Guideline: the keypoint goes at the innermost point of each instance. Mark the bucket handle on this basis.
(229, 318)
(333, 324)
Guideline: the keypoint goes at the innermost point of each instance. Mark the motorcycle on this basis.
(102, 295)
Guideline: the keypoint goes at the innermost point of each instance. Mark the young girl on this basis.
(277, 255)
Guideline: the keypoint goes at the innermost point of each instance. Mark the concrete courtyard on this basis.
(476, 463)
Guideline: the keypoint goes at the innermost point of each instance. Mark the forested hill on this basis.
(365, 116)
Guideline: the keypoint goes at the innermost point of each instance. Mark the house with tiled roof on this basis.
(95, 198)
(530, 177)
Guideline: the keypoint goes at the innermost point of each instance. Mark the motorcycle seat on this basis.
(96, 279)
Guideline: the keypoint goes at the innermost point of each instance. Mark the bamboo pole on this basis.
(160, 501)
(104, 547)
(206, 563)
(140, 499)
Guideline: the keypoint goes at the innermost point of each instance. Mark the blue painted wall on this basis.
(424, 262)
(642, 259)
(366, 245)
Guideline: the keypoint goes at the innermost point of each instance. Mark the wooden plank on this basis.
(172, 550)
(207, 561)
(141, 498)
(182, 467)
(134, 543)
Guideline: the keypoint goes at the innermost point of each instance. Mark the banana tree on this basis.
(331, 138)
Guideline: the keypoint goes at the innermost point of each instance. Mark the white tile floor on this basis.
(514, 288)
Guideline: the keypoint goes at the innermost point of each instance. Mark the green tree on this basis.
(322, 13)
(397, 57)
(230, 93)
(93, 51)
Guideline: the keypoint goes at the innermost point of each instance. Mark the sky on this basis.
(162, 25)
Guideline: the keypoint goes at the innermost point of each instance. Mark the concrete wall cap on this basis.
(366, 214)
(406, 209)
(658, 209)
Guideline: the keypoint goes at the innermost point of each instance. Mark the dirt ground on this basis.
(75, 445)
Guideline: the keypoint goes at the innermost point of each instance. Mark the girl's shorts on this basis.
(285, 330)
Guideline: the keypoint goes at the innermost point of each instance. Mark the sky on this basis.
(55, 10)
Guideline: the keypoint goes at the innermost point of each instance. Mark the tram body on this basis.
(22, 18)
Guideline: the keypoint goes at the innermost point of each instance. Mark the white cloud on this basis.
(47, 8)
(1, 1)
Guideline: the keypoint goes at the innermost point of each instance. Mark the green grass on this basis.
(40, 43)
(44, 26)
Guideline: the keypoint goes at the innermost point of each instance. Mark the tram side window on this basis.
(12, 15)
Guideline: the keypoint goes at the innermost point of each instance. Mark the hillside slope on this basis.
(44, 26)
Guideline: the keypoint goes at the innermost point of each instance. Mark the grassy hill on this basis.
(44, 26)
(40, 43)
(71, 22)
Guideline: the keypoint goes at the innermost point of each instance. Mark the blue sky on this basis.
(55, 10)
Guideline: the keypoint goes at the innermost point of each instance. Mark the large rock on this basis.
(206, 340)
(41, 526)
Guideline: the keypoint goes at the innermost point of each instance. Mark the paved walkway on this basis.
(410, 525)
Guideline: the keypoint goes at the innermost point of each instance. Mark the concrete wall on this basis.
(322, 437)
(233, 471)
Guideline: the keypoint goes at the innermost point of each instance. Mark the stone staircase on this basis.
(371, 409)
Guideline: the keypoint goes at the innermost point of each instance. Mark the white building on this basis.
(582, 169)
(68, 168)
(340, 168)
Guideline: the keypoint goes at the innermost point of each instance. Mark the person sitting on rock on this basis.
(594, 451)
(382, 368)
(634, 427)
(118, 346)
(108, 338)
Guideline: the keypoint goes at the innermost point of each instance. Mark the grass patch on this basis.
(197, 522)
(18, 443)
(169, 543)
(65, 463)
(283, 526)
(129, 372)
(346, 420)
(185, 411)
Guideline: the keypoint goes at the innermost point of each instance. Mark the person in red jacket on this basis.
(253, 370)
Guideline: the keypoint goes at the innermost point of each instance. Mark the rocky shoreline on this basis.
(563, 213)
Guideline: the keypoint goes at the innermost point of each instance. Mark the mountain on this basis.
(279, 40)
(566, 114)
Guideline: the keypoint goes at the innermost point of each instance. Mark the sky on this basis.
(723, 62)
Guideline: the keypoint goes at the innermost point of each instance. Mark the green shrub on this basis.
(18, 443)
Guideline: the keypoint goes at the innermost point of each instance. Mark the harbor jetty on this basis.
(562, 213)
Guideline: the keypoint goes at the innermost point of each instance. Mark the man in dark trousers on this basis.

● ● ●

Reproduce all of the rows above verbatim, with no changes of any kind.

Guideline: the keypoint goes at the innermost point of each instance. Mark the bucket handle on this basis.
(229, 318)
(333, 324)
Guideline: the keypoint goes at the innermost point of each instance. Mark the motorcycle on this basis.
(102, 295)
Guideline: the keypoint goes at the innermost point of each instance. Mark the young girl on this basis.
(277, 255)
Guideline: the keypoint goes at the innermost point of each instance. Mark the concrete courtyard on this basis.
(476, 463)
Guideline: the keypoint goes at the innermost point of each instance. Mark the forested hill on this basis.
(365, 116)
Guideline: the keypoint goes at the innermost point of each instance. Mark the house with tiled roof on this basis.
(95, 198)
(530, 177)
Guideline: the keypoint goes at the innermost point of each instance. Mark the motorcycle seat on this basis.
(96, 279)
Guideline: the keypoint goes at the innermost point of each instance. Mark the bamboo pole on this basis.
(160, 501)
(104, 547)
(206, 563)
(140, 499)
Guideline: the keypoint goes at the innermost point of each instance. Mark the blue painted wall on this basis.
(424, 262)
(642, 259)
(366, 245)
Guideline: the keypoint goes at the innermost point of each instance. Mark the wooden plank on this basis.
(172, 550)
(207, 561)
(141, 498)
(182, 467)
(134, 543)
Guideline: the keypoint goes at the innermost point of each instance. Mark the banana tree on this basis.
(331, 138)
Guideline: the keypoint goes at the innermost point of each instance. Mark the white tile floor on this basis.
(514, 288)
Guideline: the keypoint goes at the innermost point of each instance. Mark the green tree on this basis.
(322, 13)
(397, 57)
(230, 93)
(93, 51)
Guideline: the keypoint goes at the innermost point of each instance. Mark the sky on this basis.
(162, 25)
Guideline: the keypoint goes at the innermost point of each instance. Mark the concrete wall cap on this basis.
(366, 214)
(406, 209)
(658, 209)
Guideline: the keypoint goes at the innermost point of each instance. Mark the dirt ground on this basis.
(75, 445)
Guideline: the keypoint goes at the innermost point of each instance. Mark the girl's shorts on this basis.
(285, 330)
Guideline: the keypoint goes at the innermost point of each instance. Mark the sky on this basis.
(55, 10)
Guideline: the keypoint goes at the innermost point of each instance. Mark the tram body on this basis.
(22, 18)
Guideline: the keypoint goes at the innermost point of each instance. Mark the white cloud on this basis.
(47, 8)
(1, 1)
Guideline: the keypoint goes at the innermost point of each instance. Mark the green grass on this basis.
(40, 43)
(44, 26)
Guideline: the keypoint goes at the innermost point of each instance. Mark the tram side window on this basis.
(12, 15)
Guideline: the keypoint goes at the innermost point of each instance. Mark the hillside slope on this basis.
(44, 26)
Guideline: the keypoint goes at the innermost point of each instance. Mark the grassy hill on this basis.
(44, 26)
(40, 43)
(71, 22)
Guideline: the keypoint goes at the innermost point of each instance. Mark the blue sky on this basis.
(55, 10)
Guideline: the keypoint goes at the innermost point of each instance. Mark the large rock on this basis.
(206, 340)
(41, 526)
Guideline: the keypoint goes at the innermost point of each instance. Mark the paved walkway on this basis.
(410, 525)
Guideline: the keypoint goes at the innermost point of each instance. Mark the concrete wall on this basis.
(322, 437)
(233, 471)
Guideline: the keypoint goes at the innermost point of each instance. Mark the stone staircase on this basis.
(371, 409)
Guideline: the keypoint goes at the innermost point of each instance. Mark the white building on this basis.
(582, 169)
(68, 168)
(340, 168)
Guideline: the keypoint goes at the innermost point of each instance. Mark the person sitting on rock on this basis.
(594, 451)
(382, 368)
(634, 427)
(118, 346)
(108, 338)
Guideline: the keypoint goes at the innermost point of each instance. Mark the grass patch on this basis.
(197, 522)
(18, 443)
(169, 543)
(65, 463)
(283, 526)
(129, 372)
(346, 420)
(185, 411)
Guideline: the keypoint goes at the innermost point of each instance. Mark the person in red jacket on this basis.
(253, 370)
Guideline: the keypoint goes at the innermost point of each instance. Mark the rocky shoreline on this basis.
(563, 213)
Guideline: the keypoint goes at the innermost point of each instance. Mark the mountain on this basis.
(279, 40)
(566, 114)
Guideline: the keypoint goes at the innermost point of each instance. Mark the sky on this basis.
(723, 62)
Guideline: the keypoint goes at the innermost point of each instance. Mark the green shrub on this basis.
(18, 443)
Guideline: the keypoint goes at the innermost point of each instance. Mark the harbor jetty on this basis.
(562, 213)
Guideline: the keypoint goes at the innermost point of each instance. Mark the man in dark trousers on this basis.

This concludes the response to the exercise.